Your assignment – Could you carry on the article below about e-cigarette regulation, picking up after its final sentence?

Last week, the American Academy of Pediatrics publicly joined the group of advocates for federal regulations on e-cigarettes. The AAP urged the government to ban the sale of e-cigarettes to everyone under age 21 and prohibit advertising to minors, and advocated for high taxes on e-cigarette products similar to those on other tobacco products. In its announcement, the AAP cited developing brains’ vulnerability to nicotine and the potential harms to long-term health as reasons for its recommendations to keep e-cigarettes away from youths. It also recommended that smoke-free laws governing secondhand smoke explicitly include e-cigarettes, saying, “[t]he aerosol emitted from e-cigarettes is not harmless; it contains a variety of toxic chemicals, including some carcinogens and significant amounts of nicotine.”
A recently released poll found that a majority of Americans (57%) believe e-cigarettes should be regulated like tobacco products, while less than 25% of respondents felt they should not be. The Food and Drug Administration proposed e-cigarette regulations in 2014, and recently sent the regulations to the Office of Management and Budget for review. While the final form of the regulations is still unknown, the proposal banned the sale of e-cigarettes to minors and required e-cigarette labels include a list of ingredients and a disclosure that they contain nicotine.

Excerpted data –
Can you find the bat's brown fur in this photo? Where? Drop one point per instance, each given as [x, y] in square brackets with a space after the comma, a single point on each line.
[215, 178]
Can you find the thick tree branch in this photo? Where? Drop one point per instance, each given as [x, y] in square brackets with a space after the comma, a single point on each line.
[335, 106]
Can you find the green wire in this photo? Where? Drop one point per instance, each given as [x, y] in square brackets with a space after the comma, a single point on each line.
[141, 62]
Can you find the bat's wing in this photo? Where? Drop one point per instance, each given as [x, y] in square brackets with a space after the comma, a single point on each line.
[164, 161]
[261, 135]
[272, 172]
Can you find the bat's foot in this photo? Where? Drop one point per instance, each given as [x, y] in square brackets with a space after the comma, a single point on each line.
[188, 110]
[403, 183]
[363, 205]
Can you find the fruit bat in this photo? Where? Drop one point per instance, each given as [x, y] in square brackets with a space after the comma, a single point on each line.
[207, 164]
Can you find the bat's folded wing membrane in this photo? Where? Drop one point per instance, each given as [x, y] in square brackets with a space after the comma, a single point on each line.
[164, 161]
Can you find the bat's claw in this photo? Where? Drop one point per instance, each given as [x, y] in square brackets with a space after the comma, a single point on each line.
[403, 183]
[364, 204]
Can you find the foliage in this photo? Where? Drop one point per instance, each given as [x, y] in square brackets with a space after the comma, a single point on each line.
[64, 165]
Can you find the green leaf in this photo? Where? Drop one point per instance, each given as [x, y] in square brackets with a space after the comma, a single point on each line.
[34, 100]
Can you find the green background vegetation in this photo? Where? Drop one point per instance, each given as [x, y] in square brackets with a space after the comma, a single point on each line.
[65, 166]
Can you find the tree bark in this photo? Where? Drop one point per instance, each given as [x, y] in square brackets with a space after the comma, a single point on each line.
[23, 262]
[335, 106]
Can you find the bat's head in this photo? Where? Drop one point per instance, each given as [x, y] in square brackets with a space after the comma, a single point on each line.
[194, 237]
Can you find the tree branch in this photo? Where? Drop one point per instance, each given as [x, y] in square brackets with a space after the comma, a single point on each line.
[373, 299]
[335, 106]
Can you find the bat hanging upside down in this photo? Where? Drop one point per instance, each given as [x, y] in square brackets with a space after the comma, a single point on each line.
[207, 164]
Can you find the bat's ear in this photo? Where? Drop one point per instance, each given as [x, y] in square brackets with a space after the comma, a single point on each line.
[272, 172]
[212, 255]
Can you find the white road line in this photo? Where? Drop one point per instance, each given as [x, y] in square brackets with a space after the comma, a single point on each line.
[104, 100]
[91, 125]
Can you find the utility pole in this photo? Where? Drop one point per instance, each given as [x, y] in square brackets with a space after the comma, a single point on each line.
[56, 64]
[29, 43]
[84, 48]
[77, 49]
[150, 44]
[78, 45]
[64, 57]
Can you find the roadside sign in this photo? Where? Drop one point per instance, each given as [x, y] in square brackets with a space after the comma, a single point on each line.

==

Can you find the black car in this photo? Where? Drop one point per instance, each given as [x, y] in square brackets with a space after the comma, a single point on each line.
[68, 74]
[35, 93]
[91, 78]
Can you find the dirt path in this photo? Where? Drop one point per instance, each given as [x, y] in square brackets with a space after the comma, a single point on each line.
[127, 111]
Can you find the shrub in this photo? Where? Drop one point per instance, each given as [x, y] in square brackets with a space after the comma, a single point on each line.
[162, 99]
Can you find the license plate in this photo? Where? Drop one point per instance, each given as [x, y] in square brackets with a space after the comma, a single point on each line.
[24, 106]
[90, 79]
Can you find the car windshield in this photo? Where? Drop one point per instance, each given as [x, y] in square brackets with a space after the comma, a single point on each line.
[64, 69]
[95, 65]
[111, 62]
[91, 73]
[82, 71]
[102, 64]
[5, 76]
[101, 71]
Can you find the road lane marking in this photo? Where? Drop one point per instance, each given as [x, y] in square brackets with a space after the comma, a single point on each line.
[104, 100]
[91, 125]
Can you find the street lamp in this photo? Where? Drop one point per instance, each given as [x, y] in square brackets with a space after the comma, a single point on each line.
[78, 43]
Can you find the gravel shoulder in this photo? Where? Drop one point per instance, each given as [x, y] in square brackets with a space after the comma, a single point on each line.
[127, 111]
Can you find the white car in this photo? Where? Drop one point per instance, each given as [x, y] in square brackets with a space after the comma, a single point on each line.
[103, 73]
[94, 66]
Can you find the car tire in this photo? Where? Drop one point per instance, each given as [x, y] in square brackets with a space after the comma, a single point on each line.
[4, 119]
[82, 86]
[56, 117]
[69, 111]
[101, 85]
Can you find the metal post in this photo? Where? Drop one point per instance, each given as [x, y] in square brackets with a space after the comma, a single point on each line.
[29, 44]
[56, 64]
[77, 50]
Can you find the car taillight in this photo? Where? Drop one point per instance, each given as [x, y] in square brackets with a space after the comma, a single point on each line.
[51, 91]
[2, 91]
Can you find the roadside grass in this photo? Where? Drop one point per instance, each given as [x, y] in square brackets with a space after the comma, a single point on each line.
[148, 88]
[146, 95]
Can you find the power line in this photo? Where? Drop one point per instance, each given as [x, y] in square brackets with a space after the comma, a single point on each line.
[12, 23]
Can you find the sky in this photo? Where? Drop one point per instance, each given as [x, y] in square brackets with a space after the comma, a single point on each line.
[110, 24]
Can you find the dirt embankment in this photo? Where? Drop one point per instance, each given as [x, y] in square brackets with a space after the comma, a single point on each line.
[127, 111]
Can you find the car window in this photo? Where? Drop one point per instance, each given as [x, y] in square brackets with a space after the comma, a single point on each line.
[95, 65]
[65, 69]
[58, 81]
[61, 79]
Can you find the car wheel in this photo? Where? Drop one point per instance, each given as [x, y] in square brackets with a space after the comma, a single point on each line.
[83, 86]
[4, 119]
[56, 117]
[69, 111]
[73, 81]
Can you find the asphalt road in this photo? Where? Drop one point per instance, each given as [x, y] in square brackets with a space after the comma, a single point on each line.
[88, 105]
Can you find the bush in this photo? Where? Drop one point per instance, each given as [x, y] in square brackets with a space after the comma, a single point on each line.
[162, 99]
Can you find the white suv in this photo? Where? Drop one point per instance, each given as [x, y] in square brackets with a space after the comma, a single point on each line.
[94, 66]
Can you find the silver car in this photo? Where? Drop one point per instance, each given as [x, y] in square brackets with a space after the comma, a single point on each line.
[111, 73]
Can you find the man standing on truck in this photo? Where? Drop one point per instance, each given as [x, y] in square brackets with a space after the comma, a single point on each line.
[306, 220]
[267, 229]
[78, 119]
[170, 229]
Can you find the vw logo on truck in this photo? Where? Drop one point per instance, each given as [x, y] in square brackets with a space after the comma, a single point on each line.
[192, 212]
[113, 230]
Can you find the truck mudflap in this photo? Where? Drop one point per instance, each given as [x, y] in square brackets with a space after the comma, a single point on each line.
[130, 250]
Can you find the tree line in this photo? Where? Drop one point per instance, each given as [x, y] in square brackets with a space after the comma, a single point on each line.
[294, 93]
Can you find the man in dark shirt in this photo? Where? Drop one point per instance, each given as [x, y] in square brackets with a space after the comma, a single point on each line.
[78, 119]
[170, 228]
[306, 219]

Written response –
There is growing concern about the potential health risks posed by e-cigarettes. Advocates for restrictions on e-cigarettes have long warned that unregulated e-cigarettes frequently expose users to the harmful effects of nicotine, as well as toxic chemicals such as formaldehyde, benzene, and other carcinogens. There have also been warnings about the risk that e-cigarette use may lead to greater social acceptance of smoking and higher rates of tobacco use. (Despite frequent claims that e-cigarettes may help with smoking cessation, longitudinal studies consistently find no evidence that e-cigarette use increases quitting rates.) Anecdotal evidence has linked e-cigarette use to pneumonia and other lung problems. Forty percent of e-cigarette users reported having health concerns about their use.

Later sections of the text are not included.